Excerpt to read:
*** Block opens ***
“The broader field of microfluidics encompasses a wide variety of different research topics ranging from basic fluid mechanics problems to protein crystallization and drug discovery.”

Double emulsions consist of one or more small droplets suspended within a larger drop of a second immiscible liquid, which is itself suspended within a third immiscible liquid. Two different types of double emulsions can be generated: water-in-oil-in-water (w/o/w) and the inverse, oil-in-water-in-oil (o/w/o). Because they contain both "oil" and water phases, double emulsions are useful for encapsulating both hydrophobic and hydrophilic substances simultaneously. They are typically made with a two-step process where two immiscible liquids are sheared together with a surfactant, generating an emulsion. This emulsion is then blended into a third liquid with an additional surfactant. This process introduces polydispersity at each set. In addition, this technique provides no control over the number of encapsulated inner droplets.

I believe that our contribution in this area lies in the fact that we were able to demonstrate a robust method for generating truly monodisperse double emulsion drops that contain a single inner droplet. Moreover, we generate these monodisperse double emulsions in a capillary microfluidic device with a very simple geometry. The ability to generate such nearly perfect core-shell structures then provides a platform from which to fabricate novel spherically layered materials. We have generated a variety of different core-shell structures with materials such as diblock copolymers, phospholipids, colloidal suspensions, photo-initiated polymers, liquid crystals, and microgels. I believe that our paper has been cited frequently because of the potential that it demonstrates in creating new materials with microfluidics.

Dr. Andrew S. Utada's most-cited paper which is also represented in the Research Front map with 65 cites to date: Utada, AS, et al., "Monodisperse double emulsions generated from a microcapillary device," Science, 308 (5721): 537-541, APR 2005. Source: Essential Science Indicators.

I became involved in this research as a graduate student in David Weitz’s group at Harvard University. I joined the group at a time when he and a few post-doctoral fellows began working on controlling drop breakup in microfluidic channels. We have also had collaboration with the groups of Howard Stone and George Whitesides, who also have also been doing microfluidics research at Harvard.

The biggest success for us, I believe, was using the monodisperse double emulsions as templates to form new materials.
*** Block closes ***
Exercise data:
*** Block opens ***
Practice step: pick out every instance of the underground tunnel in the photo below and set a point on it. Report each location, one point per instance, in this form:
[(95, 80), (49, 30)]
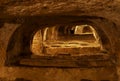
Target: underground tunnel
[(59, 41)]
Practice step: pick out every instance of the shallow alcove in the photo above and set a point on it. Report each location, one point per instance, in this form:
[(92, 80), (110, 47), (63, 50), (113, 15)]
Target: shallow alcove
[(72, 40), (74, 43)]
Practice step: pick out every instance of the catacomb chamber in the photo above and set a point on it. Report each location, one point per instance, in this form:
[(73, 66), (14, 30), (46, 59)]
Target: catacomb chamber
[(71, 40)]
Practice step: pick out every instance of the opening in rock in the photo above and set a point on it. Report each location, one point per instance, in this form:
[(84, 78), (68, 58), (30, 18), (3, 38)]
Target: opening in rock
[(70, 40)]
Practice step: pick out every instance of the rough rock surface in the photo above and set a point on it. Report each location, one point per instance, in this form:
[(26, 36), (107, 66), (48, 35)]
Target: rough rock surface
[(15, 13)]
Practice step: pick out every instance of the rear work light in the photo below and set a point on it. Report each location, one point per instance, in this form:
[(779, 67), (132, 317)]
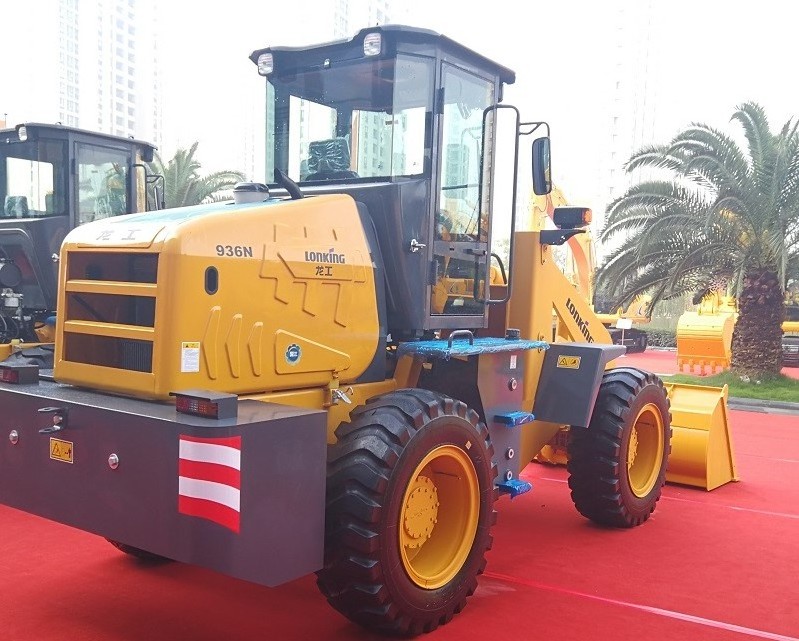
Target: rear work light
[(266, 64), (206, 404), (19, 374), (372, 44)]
*** Block closes ***
Work to be completed:
For the double emulsions text above, decide whether each statement agrees with it. Give yes or no for each, with the deciding words quoted from the text.
1. The conventional two-step process offers control over how many inner droplets get encapsulated.
2. The monodisperse double emulsions were produced in a capillary microfluidic device with a very simple geometry.
3. The most-cited paper appeared in the journal Nature.

Answer to this exercise:
1. No: "this technique provides no control over the number of encapsulated inner droplets."
2. Yes: "we generate these monodisperse double emulsions in a capillary microfluidic device with a very simple geometry."
3. No: "Science, 308 (5721): 537-541, APR 2005."